> Aim 1
Please list every metal that the tomato passage below mentions.

^^^^^^^^^^^^^^^^

Clearly, it was because no one knew how to pronounce it. Hey, let's mess with everyone's heads and start pronouncing it toe-MATT-oh. Who's with me? While we're at it, we can restart the old argument over whether it's a fruit or a vegetable (truth: it's either, depending on whether you ask a botanist or a chef).

In the late 1700s, a large percentage of Europeans feared the tomato.

To be sure, there was a lot to fear in late 1700s Europe, and not just if you were a French noble.

A nickname for the fruit was the “poison apple” because it was thought that aristocrats got sick and died after eating them...

Which is how the tiny violin got invented.

...but the truth of the matter was that wealthy Europeans used pewter plates, which were high in lead content.

And they probably ate mercury off of them, too. No, really: apparently mercury was considered a cure for syphilis. This is one reason why I keep saying the past sucked.

Because tomatoes are so high in acidity, when placed on this particular tableware, the fruit would leach lead from the plate, resulting in many deaths from lead poisoning. No one made this connection between plate and poison at the time; the tomato was picked as the culprit.

^^^^^^^^^^^^^^^^

> Aim 2
In the entries below, substitute "enclosing box" for "bounding box" throughout the stretch from the first entry through the line containing "left=16, top=40, right=158, bottom=238", leaving everything else unchanged. Return only that stretch.

^^^^^^^^^^^^^^^^

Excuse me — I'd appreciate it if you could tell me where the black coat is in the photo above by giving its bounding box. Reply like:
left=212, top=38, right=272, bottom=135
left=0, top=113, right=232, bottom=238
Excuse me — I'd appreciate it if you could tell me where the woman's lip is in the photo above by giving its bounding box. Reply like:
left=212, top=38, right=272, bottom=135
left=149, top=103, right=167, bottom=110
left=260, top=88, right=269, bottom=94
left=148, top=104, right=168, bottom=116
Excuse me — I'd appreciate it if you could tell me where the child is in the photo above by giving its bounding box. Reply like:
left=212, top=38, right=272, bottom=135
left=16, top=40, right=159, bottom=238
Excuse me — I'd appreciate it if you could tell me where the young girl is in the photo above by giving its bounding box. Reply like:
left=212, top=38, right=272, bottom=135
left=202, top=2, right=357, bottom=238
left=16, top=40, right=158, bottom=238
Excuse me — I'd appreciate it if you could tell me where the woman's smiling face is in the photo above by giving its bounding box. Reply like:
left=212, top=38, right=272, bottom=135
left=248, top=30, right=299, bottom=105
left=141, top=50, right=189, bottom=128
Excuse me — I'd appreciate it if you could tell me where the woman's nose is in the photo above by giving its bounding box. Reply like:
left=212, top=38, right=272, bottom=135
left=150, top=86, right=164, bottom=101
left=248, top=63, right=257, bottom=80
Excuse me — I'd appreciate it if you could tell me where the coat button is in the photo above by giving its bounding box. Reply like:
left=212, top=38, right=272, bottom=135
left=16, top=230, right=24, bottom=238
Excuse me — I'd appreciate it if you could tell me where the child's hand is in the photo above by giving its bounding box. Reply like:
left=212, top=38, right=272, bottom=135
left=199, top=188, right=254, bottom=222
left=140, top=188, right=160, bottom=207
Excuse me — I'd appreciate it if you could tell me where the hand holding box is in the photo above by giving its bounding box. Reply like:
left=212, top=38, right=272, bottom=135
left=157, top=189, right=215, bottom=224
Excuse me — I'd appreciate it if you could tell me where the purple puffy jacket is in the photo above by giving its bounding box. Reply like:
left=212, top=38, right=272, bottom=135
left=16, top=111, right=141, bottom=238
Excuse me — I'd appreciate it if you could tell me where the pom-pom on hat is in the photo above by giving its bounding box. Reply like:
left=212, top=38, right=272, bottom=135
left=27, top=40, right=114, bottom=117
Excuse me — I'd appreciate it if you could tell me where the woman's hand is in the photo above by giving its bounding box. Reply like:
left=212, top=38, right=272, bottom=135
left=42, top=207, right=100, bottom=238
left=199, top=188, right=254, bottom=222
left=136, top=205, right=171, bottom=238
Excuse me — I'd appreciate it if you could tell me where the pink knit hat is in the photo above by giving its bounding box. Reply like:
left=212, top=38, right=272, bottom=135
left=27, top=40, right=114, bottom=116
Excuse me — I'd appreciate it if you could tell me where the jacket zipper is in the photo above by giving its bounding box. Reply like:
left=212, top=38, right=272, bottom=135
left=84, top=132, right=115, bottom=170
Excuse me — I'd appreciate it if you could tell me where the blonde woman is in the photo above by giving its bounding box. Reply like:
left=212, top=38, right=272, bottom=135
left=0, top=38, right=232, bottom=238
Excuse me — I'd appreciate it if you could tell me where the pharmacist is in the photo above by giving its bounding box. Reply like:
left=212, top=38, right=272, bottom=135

^^^^^^^^^^^^^^^^

> Exercise output 1
pewter, lead, mercury

> Exercise output 2
Excuse me — I'd appreciate it if you could tell me where the black coat is in the photo above by giving its enclosing box. Reply like:
left=212, top=38, right=272, bottom=135
left=0, top=113, right=232, bottom=238
Excuse me — I'd appreciate it if you could tell me where the woman's lip is in the photo above by giving its enclosing box. Reply like:
left=212, top=38, right=272, bottom=135
left=149, top=103, right=167, bottom=110
left=260, top=88, right=269, bottom=94
left=148, top=104, right=168, bottom=116
Excuse me — I'd appreciate it if you could tell me where the child is in the photo above by giving its enclosing box. Reply like:
left=212, top=38, right=272, bottom=135
left=16, top=40, right=159, bottom=238
Excuse me — I'd appreciate it if you could tell me where the young girl is in the photo above by giving its enclosing box. Reply like:
left=212, top=38, right=272, bottom=135
left=202, top=2, right=357, bottom=238
left=16, top=40, right=158, bottom=238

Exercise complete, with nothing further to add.